Text provided =
◆ ◆ ◆ ◆

1. A fireplace heating unit comprising:
a first set of hollow tubing structures forming a first essentially zigzag heat exchange path with at least three path reversals horizontally disposed in a fireplace and having an air entry area and an air exit area,
a further set of hollow tubing structures forming a second essentially zigzag heat exchange path with at least three path reversals horizontally disposed in a fireplace heating means in side-by-side relation to the first set of tubing structures and having an air entry area and an air exit area with the heat exchange paths being isolated from each other,
air blower means for each set of the hollow tubing structures and coupled to each of the air entry areas thereof,
said tubing structures extending from front to rear of the fireplace and supported from the hearth of the fireplace with the tubing structures being in surface contact with the hearth to form a grate to support wood logs or the like having spaces for draft air between adjacent tubing structures, said air exit areas being located at the front of the tubing structures with the air exit areas communicating with a space to be heated, the tubing structures being disposed in coplanar relation and each structure having a separate supply tube for supplying air to the air entry area thereof from the blower means, the supply tubes extending from a common adaptor attached to the blower means adjacent one side of the unit.
2. The fireplace heating unit of claim 1 wherein the hollow tubing structures are installed in a fireplace having a set of openable and transparent access means.
3. The fireplace heating unit of claim 1 wherein each of the hollow tubing structures includes a first rearwardly directed heat exchange path, a first forwardly directed heat exchange path, a second rearwardly directed heat exchange path and a second forwardly directed heat exchange path, said air entry area being disposed at the forward end of the first rearwardly directed path and said air exit area being disposed at the forward end of the second forwardly directed path.

◆ ◆ ◆ ◆

Work instructions =
**a.** According to the fireplace heating unit claims, why are the tubing structures in surface contact with the hearth? Answer in one to three sentences.
**b.** In the fireplace heating unit claims, what is the minimum number of path reversals in each zigzag heat exchange path?
The items that follow have no connection to the fireplace heating unit claims.

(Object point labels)
◆ ◆ ◆ ◆

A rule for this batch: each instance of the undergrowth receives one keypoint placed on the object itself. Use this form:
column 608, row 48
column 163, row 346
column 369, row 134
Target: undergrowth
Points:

◆ ◆ ◆ ◆

Answers for the tasks =
**a.** The tubing structures rest in surface contact with the hearth so they form a grate that can support wood logs or the like. The grate has spaces for draft air between adjacent tubing structures.

**b.** At least three path reversals.